操作指示 = 从含有“For every instance of the green rice”的那一行开始，到含有“x=184 y=176”的那一行结束（两端都包括），只把这几行重新写出，请求文字也一并照写。答案里的坐标数值一律按0.85缩放，四舍五入取整，恰好为0.5时进位。

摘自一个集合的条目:

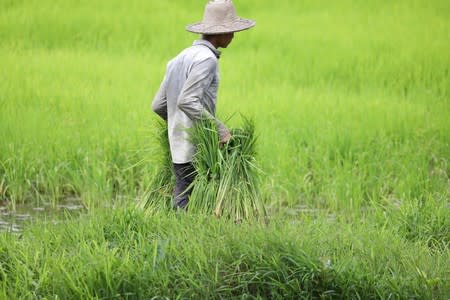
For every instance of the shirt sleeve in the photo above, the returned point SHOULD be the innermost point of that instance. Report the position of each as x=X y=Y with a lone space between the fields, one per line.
x=198 y=81
x=159 y=104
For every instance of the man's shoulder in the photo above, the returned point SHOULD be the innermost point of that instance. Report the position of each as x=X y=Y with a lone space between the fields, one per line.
x=198 y=53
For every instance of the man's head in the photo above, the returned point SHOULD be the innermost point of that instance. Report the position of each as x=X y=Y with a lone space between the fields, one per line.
x=219 y=40
x=219 y=22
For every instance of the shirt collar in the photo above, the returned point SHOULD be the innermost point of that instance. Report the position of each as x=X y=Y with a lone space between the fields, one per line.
x=209 y=45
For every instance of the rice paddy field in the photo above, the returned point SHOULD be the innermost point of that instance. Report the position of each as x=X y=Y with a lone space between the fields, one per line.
x=351 y=106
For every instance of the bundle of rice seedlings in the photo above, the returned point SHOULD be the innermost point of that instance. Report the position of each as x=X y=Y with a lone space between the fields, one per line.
x=228 y=179
x=160 y=190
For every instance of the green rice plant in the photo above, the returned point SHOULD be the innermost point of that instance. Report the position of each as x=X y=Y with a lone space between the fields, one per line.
x=159 y=191
x=228 y=178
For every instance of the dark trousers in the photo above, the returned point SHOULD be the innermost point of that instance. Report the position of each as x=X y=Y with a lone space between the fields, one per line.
x=184 y=176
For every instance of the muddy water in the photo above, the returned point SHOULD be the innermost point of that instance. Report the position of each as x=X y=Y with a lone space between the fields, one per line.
x=13 y=221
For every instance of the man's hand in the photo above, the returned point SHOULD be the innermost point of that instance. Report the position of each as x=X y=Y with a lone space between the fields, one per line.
x=225 y=137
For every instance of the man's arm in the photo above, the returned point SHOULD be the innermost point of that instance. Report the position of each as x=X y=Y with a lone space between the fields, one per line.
x=159 y=104
x=189 y=102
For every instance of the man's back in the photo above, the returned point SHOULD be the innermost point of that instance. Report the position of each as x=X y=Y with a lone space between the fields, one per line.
x=189 y=88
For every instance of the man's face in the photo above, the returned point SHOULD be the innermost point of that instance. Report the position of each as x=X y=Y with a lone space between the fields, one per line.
x=225 y=39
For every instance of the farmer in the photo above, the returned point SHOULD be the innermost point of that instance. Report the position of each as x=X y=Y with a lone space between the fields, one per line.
x=188 y=91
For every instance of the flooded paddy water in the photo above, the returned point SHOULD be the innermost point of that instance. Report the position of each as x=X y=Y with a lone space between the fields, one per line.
x=14 y=220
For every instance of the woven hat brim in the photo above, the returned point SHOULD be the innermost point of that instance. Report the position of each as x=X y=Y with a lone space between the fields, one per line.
x=238 y=25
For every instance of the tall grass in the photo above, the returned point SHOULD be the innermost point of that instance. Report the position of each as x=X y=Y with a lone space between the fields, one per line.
x=126 y=253
x=227 y=181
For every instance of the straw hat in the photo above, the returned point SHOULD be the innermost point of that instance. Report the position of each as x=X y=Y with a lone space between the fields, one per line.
x=220 y=17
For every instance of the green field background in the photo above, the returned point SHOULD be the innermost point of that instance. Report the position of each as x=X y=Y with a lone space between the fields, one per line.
x=350 y=99
x=351 y=102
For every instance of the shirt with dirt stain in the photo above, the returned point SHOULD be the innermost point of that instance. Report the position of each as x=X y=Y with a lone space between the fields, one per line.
x=188 y=93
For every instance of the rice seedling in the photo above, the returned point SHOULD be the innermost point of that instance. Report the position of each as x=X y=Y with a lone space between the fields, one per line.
x=228 y=178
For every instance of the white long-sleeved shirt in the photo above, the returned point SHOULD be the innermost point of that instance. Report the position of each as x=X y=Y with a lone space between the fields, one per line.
x=188 y=93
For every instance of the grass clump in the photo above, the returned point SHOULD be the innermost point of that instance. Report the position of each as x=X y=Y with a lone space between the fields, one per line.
x=127 y=253
x=228 y=178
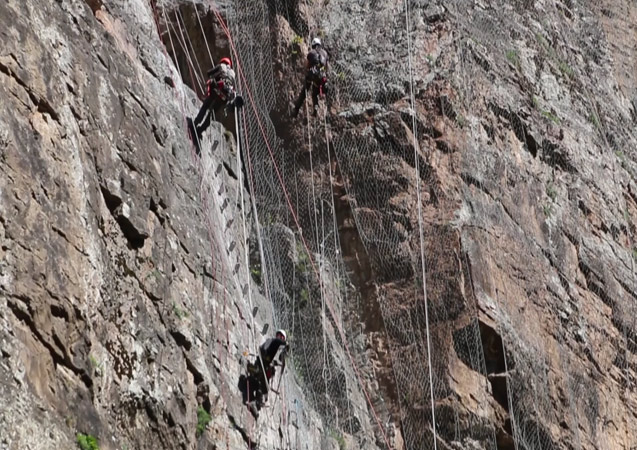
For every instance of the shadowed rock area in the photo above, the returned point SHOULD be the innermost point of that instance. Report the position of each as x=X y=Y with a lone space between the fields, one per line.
x=460 y=269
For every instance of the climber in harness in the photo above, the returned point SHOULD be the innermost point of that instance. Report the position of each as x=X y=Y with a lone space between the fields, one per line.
x=315 y=78
x=263 y=370
x=220 y=92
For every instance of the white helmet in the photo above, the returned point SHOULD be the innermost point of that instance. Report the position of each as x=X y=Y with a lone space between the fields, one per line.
x=282 y=333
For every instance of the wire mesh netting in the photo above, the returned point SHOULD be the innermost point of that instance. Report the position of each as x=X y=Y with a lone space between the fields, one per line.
x=374 y=163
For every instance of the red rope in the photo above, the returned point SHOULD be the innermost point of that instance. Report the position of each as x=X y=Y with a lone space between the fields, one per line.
x=296 y=221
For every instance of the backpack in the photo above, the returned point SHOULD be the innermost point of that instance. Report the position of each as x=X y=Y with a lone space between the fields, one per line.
x=317 y=60
x=222 y=72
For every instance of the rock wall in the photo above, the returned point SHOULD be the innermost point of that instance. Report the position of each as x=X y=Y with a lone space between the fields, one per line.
x=475 y=248
x=123 y=284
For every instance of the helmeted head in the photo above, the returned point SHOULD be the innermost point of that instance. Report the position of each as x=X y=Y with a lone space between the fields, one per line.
x=281 y=335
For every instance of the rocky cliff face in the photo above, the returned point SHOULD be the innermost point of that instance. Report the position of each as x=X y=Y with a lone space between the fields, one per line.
x=450 y=244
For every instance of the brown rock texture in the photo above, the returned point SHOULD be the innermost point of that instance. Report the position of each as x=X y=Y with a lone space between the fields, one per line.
x=450 y=244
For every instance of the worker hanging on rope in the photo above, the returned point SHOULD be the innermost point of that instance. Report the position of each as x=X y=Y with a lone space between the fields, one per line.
x=255 y=387
x=315 y=78
x=220 y=92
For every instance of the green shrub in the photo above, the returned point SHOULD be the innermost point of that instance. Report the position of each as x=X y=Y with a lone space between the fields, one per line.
x=87 y=442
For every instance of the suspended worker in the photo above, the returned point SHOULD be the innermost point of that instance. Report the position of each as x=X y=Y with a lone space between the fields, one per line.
x=263 y=370
x=220 y=92
x=315 y=78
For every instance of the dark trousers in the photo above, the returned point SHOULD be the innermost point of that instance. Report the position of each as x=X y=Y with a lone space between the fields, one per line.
x=211 y=104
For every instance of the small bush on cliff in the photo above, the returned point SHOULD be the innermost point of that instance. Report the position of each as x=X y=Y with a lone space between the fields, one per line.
x=203 y=419
x=87 y=442
x=338 y=437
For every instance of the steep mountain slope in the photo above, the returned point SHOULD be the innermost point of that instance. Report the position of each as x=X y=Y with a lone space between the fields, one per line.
x=450 y=244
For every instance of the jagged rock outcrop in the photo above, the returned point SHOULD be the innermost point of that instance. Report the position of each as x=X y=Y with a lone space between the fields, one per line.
x=473 y=251
x=124 y=312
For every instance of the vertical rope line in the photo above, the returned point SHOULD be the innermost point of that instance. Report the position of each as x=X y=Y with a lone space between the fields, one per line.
x=420 y=225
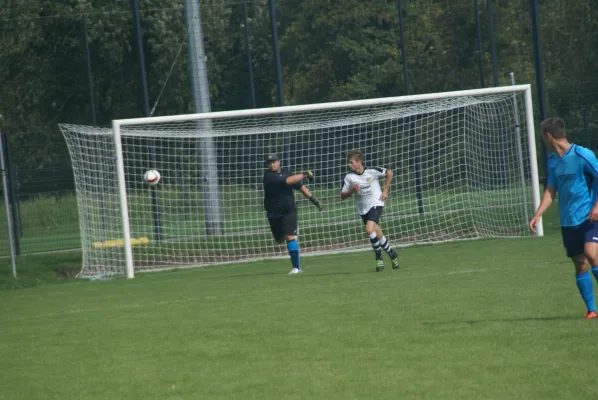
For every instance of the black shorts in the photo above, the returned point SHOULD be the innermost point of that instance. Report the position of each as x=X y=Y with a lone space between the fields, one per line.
x=574 y=237
x=285 y=225
x=374 y=214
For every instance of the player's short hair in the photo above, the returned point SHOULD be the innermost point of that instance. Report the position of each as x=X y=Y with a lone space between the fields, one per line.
x=554 y=126
x=355 y=155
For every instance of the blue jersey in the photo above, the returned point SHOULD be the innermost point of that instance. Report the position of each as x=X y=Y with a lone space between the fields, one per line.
x=575 y=177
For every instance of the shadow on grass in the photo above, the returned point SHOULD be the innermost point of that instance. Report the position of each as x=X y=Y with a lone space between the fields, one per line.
x=257 y=274
x=523 y=319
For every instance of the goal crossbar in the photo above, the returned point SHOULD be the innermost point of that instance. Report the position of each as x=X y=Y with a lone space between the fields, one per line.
x=435 y=136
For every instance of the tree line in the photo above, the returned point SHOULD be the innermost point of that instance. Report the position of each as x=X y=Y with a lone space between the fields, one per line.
x=330 y=51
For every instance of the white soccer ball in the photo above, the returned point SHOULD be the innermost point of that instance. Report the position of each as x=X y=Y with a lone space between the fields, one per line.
x=152 y=177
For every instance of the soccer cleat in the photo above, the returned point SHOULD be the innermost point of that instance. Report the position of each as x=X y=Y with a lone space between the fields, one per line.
x=590 y=315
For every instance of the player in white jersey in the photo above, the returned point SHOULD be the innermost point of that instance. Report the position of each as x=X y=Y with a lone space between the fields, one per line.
x=363 y=181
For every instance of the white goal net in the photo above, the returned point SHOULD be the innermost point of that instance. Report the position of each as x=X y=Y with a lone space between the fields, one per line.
x=464 y=168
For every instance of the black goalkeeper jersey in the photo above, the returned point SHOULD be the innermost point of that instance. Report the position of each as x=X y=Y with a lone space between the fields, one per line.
x=279 y=198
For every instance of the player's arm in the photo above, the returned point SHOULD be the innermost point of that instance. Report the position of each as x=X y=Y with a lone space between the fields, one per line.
x=348 y=189
x=311 y=197
x=547 y=198
x=294 y=179
x=590 y=167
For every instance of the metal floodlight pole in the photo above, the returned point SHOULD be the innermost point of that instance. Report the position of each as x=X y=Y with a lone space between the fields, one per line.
x=539 y=74
x=492 y=44
x=479 y=42
x=201 y=98
x=11 y=238
x=249 y=56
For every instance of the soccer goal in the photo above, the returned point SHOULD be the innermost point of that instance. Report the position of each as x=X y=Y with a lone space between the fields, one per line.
x=464 y=168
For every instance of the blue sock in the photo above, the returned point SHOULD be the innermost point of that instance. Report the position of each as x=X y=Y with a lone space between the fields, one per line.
x=293 y=248
x=586 y=289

正确答案 =
For every instance of the green rice plant in the photo above, the returned point SHOULD be the innermost point of that instance. Report the position of each as x=X y=Y with a lone space between the fields, one per line.
x=135 y=162
x=194 y=151
For every instance of the dark trousers in the photo above, the returned point SHOULD be the innermost point of that instance. Report the position of each as x=X y=Y with a lone space between the fields, one per line.
x=156 y=150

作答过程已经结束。